Problem requirements: Should a line below contain the word "given", report it.

##############################

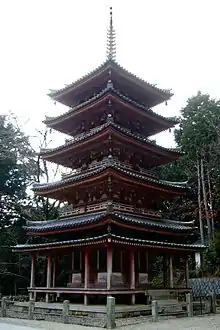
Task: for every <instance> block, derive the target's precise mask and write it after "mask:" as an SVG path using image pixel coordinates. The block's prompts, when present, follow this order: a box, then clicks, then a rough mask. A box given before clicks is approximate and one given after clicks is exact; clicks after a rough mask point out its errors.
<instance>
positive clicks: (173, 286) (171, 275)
mask: <svg viewBox="0 0 220 330" xmlns="http://www.w3.org/2000/svg"><path fill="white" fill-rule="evenodd" d="M169 273H170V287H171V288H173V287H174V279H173V256H172V255H171V256H170V272H169Z"/></svg>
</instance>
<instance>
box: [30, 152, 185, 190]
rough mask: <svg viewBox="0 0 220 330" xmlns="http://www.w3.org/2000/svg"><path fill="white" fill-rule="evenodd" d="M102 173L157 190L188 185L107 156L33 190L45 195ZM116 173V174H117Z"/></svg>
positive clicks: (81, 182)
mask: <svg viewBox="0 0 220 330" xmlns="http://www.w3.org/2000/svg"><path fill="white" fill-rule="evenodd" d="M103 174H104V175H105V174H107V175H108V174H111V175H114V174H115V175H116V176H118V175H122V176H123V178H124V179H125V180H124V181H125V182H126V178H127V181H130V180H132V182H135V181H136V182H137V184H138V182H140V181H141V183H145V184H146V185H147V184H150V186H151V187H153V189H159V190H165V191H166V190H167V189H168V191H169V190H170V189H169V188H175V189H178V190H179V191H182V192H184V191H186V190H187V188H188V186H187V184H188V182H171V181H166V180H160V179H159V178H152V177H149V176H148V175H147V174H144V173H143V172H138V171H134V170H132V169H130V168H128V167H126V166H123V163H120V162H118V161H115V160H114V159H113V158H112V157H109V158H108V159H107V161H103V162H100V163H99V165H98V166H97V167H95V168H94V169H93V168H91V169H90V170H88V169H87V171H84V172H79V173H76V174H75V173H73V175H72V176H68V177H66V178H63V179H62V180H59V181H56V182H51V183H35V184H34V185H33V190H34V191H35V192H37V193H38V194H42V195H44V194H45V195H47V194H48V193H50V192H51V191H54V190H55V191H57V190H60V189H62V190H63V189H65V188H69V187H72V186H74V185H75V184H76V183H78V184H79V182H80V184H82V182H83V181H86V180H88V179H89V181H91V179H92V178H93V179H94V180H96V179H97V178H99V177H103ZM117 174H118V175H117Z"/></svg>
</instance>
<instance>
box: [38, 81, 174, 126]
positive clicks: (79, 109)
mask: <svg viewBox="0 0 220 330" xmlns="http://www.w3.org/2000/svg"><path fill="white" fill-rule="evenodd" d="M107 93H111V94H113V95H116V96H118V97H119V98H120V99H121V100H122V101H125V102H127V103H128V104H130V105H134V106H135V107H137V108H139V109H140V110H143V111H144V113H145V114H146V115H148V116H149V117H152V118H153V117H154V118H155V119H160V120H161V119H162V120H163V121H164V124H165V125H167V128H169V127H172V126H174V125H176V124H177V123H178V121H177V119H176V118H174V117H164V116H162V115H159V114H157V113H156V112H154V111H153V110H151V109H150V108H147V107H146V106H144V105H143V104H140V103H138V102H137V101H134V100H132V99H131V98H130V97H128V96H126V95H124V94H123V93H121V92H120V91H119V90H116V89H115V88H114V87H113V85H112V84H107V86H106V88H104V89H103V90H101V91H100V92H99V93H97V94H96V95H94V96H92V97H91V98H89V99H88V100H86V101H84V102H81V103H80V104H78V105H76V106H74V107H72V108H70V109H69V111H67V112H65V113H63V114H61V115H59V116H56V117H48V116H47V117H46V119H45V121H44V123H45V124H47V125H48V126H53V124H54V123H56V122H57V121H59V120H61V121H62V120H64V119H66V118H69V117H71V116H72V115H74V114H75V113H76V112H77V111H78V110H80V109H82V108H84V107H86V106H87V105H90V104H92V103H94V102H96V101H97V100H99V99H101V98H102V97H103V96H105V95H106V94H107Z"/></svg>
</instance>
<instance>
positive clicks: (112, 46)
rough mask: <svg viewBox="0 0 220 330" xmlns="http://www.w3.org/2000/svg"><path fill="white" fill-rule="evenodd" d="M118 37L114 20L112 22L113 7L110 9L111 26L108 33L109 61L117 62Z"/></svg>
mask: <svg viewBox="0 0 220 330" xmlns="http://www.w3.org/2000/svg"><path fill="white" fill-rule="evenodd" d="M115 40H116V35H115V29H114V27H113V20H112V7H110V24H109V28H108V31H107V49H106V55H107V59H108V60H112V61H115V59H116V42H115Z"/></svg>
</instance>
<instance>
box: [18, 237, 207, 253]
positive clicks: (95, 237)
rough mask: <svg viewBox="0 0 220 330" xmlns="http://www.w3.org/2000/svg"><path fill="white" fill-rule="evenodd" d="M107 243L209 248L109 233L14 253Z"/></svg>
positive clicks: (32, 248)
mask: <svg viewBox="0 0 220 330" xmlns="http://www.w3.org/2000/svg"><path fill="white" fill-rule="evenodd" d="M106 243H113V244H121V245H132V246H140V247H149V248H159V249H179V250H186V251H197V250H203V249H205V248H207V246H206V245H202V244H181V243H173V242H161V241H155V240H145V239H138V238H131V237H126V236H119V235H115V234H111V233H108V234H103V235H100V236H95V237H89V238H80V239H74V240H68V241H61V242H57V241H56V242H50V243H42V244H18V245H16V246H13V251H14V252H19V251H22V252H28V251H44V250H52V249H66V248H71V247H75V246H88V245H96V244H106Z"/></svg>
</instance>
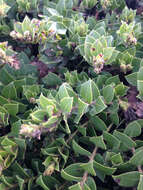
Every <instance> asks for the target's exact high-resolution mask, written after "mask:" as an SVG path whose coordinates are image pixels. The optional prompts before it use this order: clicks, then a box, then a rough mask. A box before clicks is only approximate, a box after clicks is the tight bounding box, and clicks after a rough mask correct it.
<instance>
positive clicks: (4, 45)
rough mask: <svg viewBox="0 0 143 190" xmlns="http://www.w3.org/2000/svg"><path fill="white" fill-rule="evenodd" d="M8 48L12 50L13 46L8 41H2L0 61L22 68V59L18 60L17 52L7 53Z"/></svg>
mask: <svg viewBox="0 0 143 190" xmlns="http://www.w3.org/2000/svg"><path fill="white" fill-rule="evenodd" d="M7 50H11V51H12V49H11V47H10V46H8V44H7V42H2V43H0V62H1V64H9V65H10V66H11V67H13V68H15V69H19V68H20V61H19V60H18V58H17V56H16V54H13V55H7Z"/></svg>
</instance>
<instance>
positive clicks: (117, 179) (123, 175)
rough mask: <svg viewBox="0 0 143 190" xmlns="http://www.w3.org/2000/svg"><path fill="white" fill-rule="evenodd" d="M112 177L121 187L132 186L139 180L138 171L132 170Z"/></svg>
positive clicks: (132, 186) (127, 186)
mask: <svg viewBox="0 0 143 190" xmlns="http://www.w3.org/2000/svg"><path fill="white" fill-rule="evenodd" d="M112 177H113V179H114V180H115V181H116V182H117V183H118V184H119V185H120V186H122V187H134V186H136V185H137V184H138V182H139V179H140V174H139V172H136V171H133V172H127V173H124V174H120V175H116V176H112Z"/></svg>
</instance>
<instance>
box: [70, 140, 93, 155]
mask: <svg viewBox="0 0 143 190" xmlns="http://www.w3.org/2000/svg"><path fill="white" fill-rule="evenodd" d="M72 146H73V150H74V151H75V153H78V154H81V155H83V156H91V153H90V152H89V151H87V150H85V149H84V148H82V147H81V146H80V145H78V144H77V143H76V142H75V141H74V140H73V143H72Z"/></svg>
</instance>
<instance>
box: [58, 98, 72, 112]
mask: <svg viewBox="0 0 143 190" xmlns="http://www.w3.org/2000/svg"><path fill="white" fill-rule="evenodd" d="M72 106H73V97H65V98H63V99H61V101H60V107H61V109H62V111H63V112H64V113H70V112H71V110H72Z"/></svg>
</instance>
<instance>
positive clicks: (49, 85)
mask: <svg viewBox="0 0 143 190" xmlns="http://www.w3.org/2000/svg"><path fill="white" fill-rule="evenodd" d="M42 81H43V83H44V84H46V86H49V87H53V86H57V85H61V84H62V80H61V78H60V77H58V75H56V74H55V73H51V72H49V73H48V75H47V76H45V77H44V78H42Z"/></svg>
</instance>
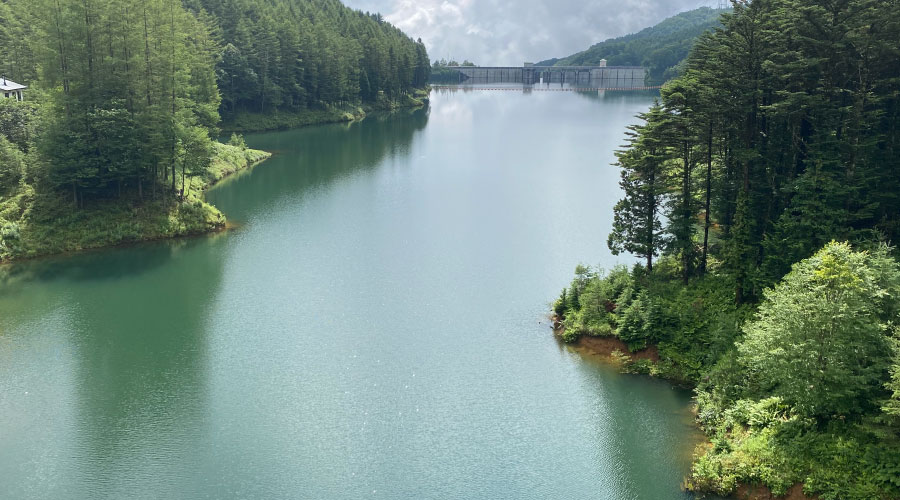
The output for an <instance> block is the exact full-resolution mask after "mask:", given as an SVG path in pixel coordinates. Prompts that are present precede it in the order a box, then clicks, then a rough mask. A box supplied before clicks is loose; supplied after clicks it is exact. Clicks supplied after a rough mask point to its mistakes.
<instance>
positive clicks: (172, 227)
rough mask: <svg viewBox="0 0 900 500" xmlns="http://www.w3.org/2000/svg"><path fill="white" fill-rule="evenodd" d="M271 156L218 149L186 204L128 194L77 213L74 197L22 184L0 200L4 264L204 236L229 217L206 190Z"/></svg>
mask: <svg viewBox="0 0 900 500" xmlns="http://www.w3.org/2000/svg"><path fill="white" fill-rule="evenodd" d="M268 157H269V153H266V152H263V151H256V150H252V149H242V148H239V147H235V146H229V145H226V144H215V155H214V158H213V161H212V164H211V165H210V168H209V169H208V171H207V172H206V173H205V175H203V176H202V177H197V178H194V179H193V180H191V181H189V186H190V189H189V190H186V191H187V194H186V196H185V197H184V199H178V198H176V197H174V196H172V195H171V194H169V195H168V196H166V197H165V198H164V197H163V194H162V190H160V192H159V193H157V195H158V197H157V199H156V200H152V199H151V193H144V199H143V200H142V199H140V198H139V197H138V196H137V194H136V193H132V192H129V194H126V195H123V196H122V197H121V198H116V199H106V200H93V201H91V202H90V203H87V204H86V205H85V207H83V208H80V209H77V210H75V209H74V208H73V206H72V200H71V197H70V196H67V195H64V194H60V193H58V192H55V191H52V190H48V191H44V190H41V189H39V188H38V189H36V188H35V186H32V185H29V184H26V183H24V182H21V183H20V184H19V185H18V186H17V187H16V188H15V189H14V190H12V191H13V192H11V193H6V195H5V196H2V197H0V262H7V261H10V260H15V259H25V258H33V257H39V256H44V255H51V254H57V253H64V252H73V251H78V250H84V249H90V248H100V247H107V246H114V245H121V244H127V243H134V242H139V241H149V240H156V239H163V238H172V237H177V236H188V235H195V234H203V233H208V232H212V231H216V230H219V229H221V228H223V227H224V226H225V216H224V215H222V213H221V212H220V211H219V210H217V209H216V208H215V207H214V206H212V205H210V204H209V203H206V202H205V201H204V200H203V191H204V190H205V189H207V188H208V187H210V186H212V185H213V184H215V183H216V182H218V181H219V180H221V179H222V178H224V177H226V176H228V175H230V174H232V173H234V172H236V171H238V170H241V169H243V168H247V167H249V166H251V165H254V164H256V163H258V162H260V161H262V160H264V159H266V158H268Z"/></svg>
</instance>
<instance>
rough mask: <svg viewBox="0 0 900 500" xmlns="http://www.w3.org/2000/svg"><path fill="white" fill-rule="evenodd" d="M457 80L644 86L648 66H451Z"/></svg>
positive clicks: (621, 86) (480, 82) (460, 80)
mask: <svg viewBox="0 0 900 500" xmlns="http://www.w3.org/2000/svg"><path fill="white" fill-rule="evenodd" d="M449 69H452V70H454V71H456V72H458V73H459V81H458V82H457V83H466V84H473V83H474V84H485V83H521V84H524V85H535V84H540V83H560V84H563V83H568V84H572V85H587V86H591V87H599V88H618V89H629V88H643V87H644V86H645V85H646V84H645V83H644V80H645V78H646V76H647V70H646V69H645V68H643V67H641V66H605V65H601V66H534V65H530V64H527V63H526V64H525V65H524V66H496V67H486V66H451V67H450V68H449Z"/></svg>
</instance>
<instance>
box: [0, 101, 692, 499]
mask: <svg viewBox="0 0 900 500" xmlns="http://www.w3.org/2000/svg"><path fill="white" fill-rule="evenodd" d="M652 99H653V96H652V95H646V94H629V93H618V94H615V93H609V94H608V95H606V96H602V97H601V96H597V97H596V98H590V99H585V98H584V97H577V96H576V94H575V93H571V92H559V93H554V92H533V93H531V94H527V95H526V94H522V93H518V92H510V93H505V92H494V93H490V92H444V91H439V92H435V93H433V94H432V106H431V109H419V110H412V111H403V112H397V113H389V114H383V115H377V116H374V117H371V118H369V119H366V120H364V121H362V122H358V123H352V124H342V125H329V126H324V127H312V128H306V129H300V130H294V131H284V132H274V133H266V134H251V135H248V136H247V142H248V143H249V144H250V145H251V147H256V148H262V149H267V150H271V151H274V152H275V153H276V154H275V156H274V157H273V158H272V159H271V160H269V161H267V162H265V163H263V164H261V165H259V166H257V167H255V168H254V169H252V170H250V171H248V172H246V173H245V174H242V175H239V176H237V177H235V178H234V179H233V180H230V181H227V182H224V183H222V184H221V185H219V186H217V187H216V188H215V189H214V190H212V191H211V192H210V193H209V198H210V199H211V201H213V202H214V203H215V204H216V205H217V206H219V207H220V208H221V209H222V210H223V211H224V212H225V213H226V214H227V215H228V217H229V218H230V219H231V220H234V221H237V222H239V223H240V229H238V230H235V231H228V232H225V233H222V234H219V235H215V236H212V237H209V238H195V239H188V240H179V241H175V242H161V243H153V244H146V245H139V246H135V247H130V248H120V249H112V250H106V251H97V252H89V253H85V254H82V255H75V256H68V257H56V258H51V259H42V260H39V261H34V262H26V263H20V264H17V265H15V266H10V267H5V268H3V270H2V272H0V276H2V278H0V477H2V478H3V480H2V481H0V498H29V499H30V498H75V499H79V498H91V499H95V498H138V499H141V498H297V497H303V498H360V497H382V498H441V499H447V498H450V499H454V498H457V499H471V498H485V499H494V498H525V499H528V498H535V499H536V498H585V499H587V498H592V499H593V498H608V499H618V498H647V499H657V498H667V499H668V498H686V497H688V495H685V494H684V493H682V492H681V491H680V490H679V485H680V482H681V478H682V477H683V475H684V473H685V472H686V470H687V466H688V457H687V455H686V454H685V453H686V451H685V450H689V449H690V447H691V446H692V442H693V438H692V437H691V435H692V434H691V432H689V429H690V426H689V425H688V422H689V417H688V419H687V420H686V419H685V418H684V417H685V415H687V414H686V413H685V412H686V409H687V408H688V394H686V393H684V392H681V391H678V390H675V389H673V388H672V387H670V386H669V385H667V384H664V383H657V382H653V381H648V380H646V379H643V378H637V377H624V376H620V375H618V374H616V373H614V372H612V371H610V370H609V369H608V368H605V367H603V366H601V365H598V364H597V363H595V362H593V361H592V360H591V359H589V358H585V357H583V356H581V355H578V354H577V353H574V352H572V351H570V350H569V349H568V348H565V347H561V346H560V345H558V344H557V342H556V341H555V339H554V338H553V336H552V334H551V332H550V329H549V324H548V322H547V320H546V312H547V309H548V302H549V300H551V299H552V298H553V297H554V296H555V295H556V294H557V293H558V291H559V289H560V288H561V287H562V286H564V285H565V284H566V283H567V281H568V279H569V277H570V276H571V272H572V269H573V268H574V267H575V265H576V264H577V263H579V262H589V263H597V262H598V261H599V263H600V264H601V265H603V266H604V267H610V266H612V265H614V264H615V263H616V262H617V259H616V258H615V257H613V256H611V255H610V254H609V253H608V252H607V250H606V246H605V235H606V234H607V233H608V232H609V229H610V228H609V224H610V222H609V221H610V219H611V217H609V214H610V211H611V209H612V206H613V205H614V203H615V202H616V200H617V199H618V197H619V188H618V177H619V175H618V171H616V169H614V168H612V167H610V163H612V161H613V156H612V151H614V149H615V148H616V147H617V146H618V145H619V144H621V141H622V139H623V136H624V127H625V125H626V124H628V123H632V122H633V120H634V118H633V117H634V115H635V114H636V113H638V112H640V111H643V110H645V109H646V108H647V106H649V104H650V103H651V102H652ZM648 478H649V479H648Z"/></svg>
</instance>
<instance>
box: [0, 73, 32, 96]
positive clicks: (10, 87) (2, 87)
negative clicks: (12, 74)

##############################

Response for this exercise:
Task: for every <instance> block, derive the target's precise mask and write it after "mask:" as an SVG path using image pixel coordinates. The block's prompts, when present, follow this order: a box, then clicks, then a rough mask. A box given before clicks is approximate and one given after clicks is exact; clicks after a rough mask point out its errors.
The output for an <instance> block is the exact full-resolution mask after "mask:", given as an SVG path in pixel coordinates. Prompts that are present precede it in the order a box, then clicks, then a rough mask. A box supplied before clicks is loose; supplied after clicks it is exact. Clicks supplied after a rough mask point to its mistakes.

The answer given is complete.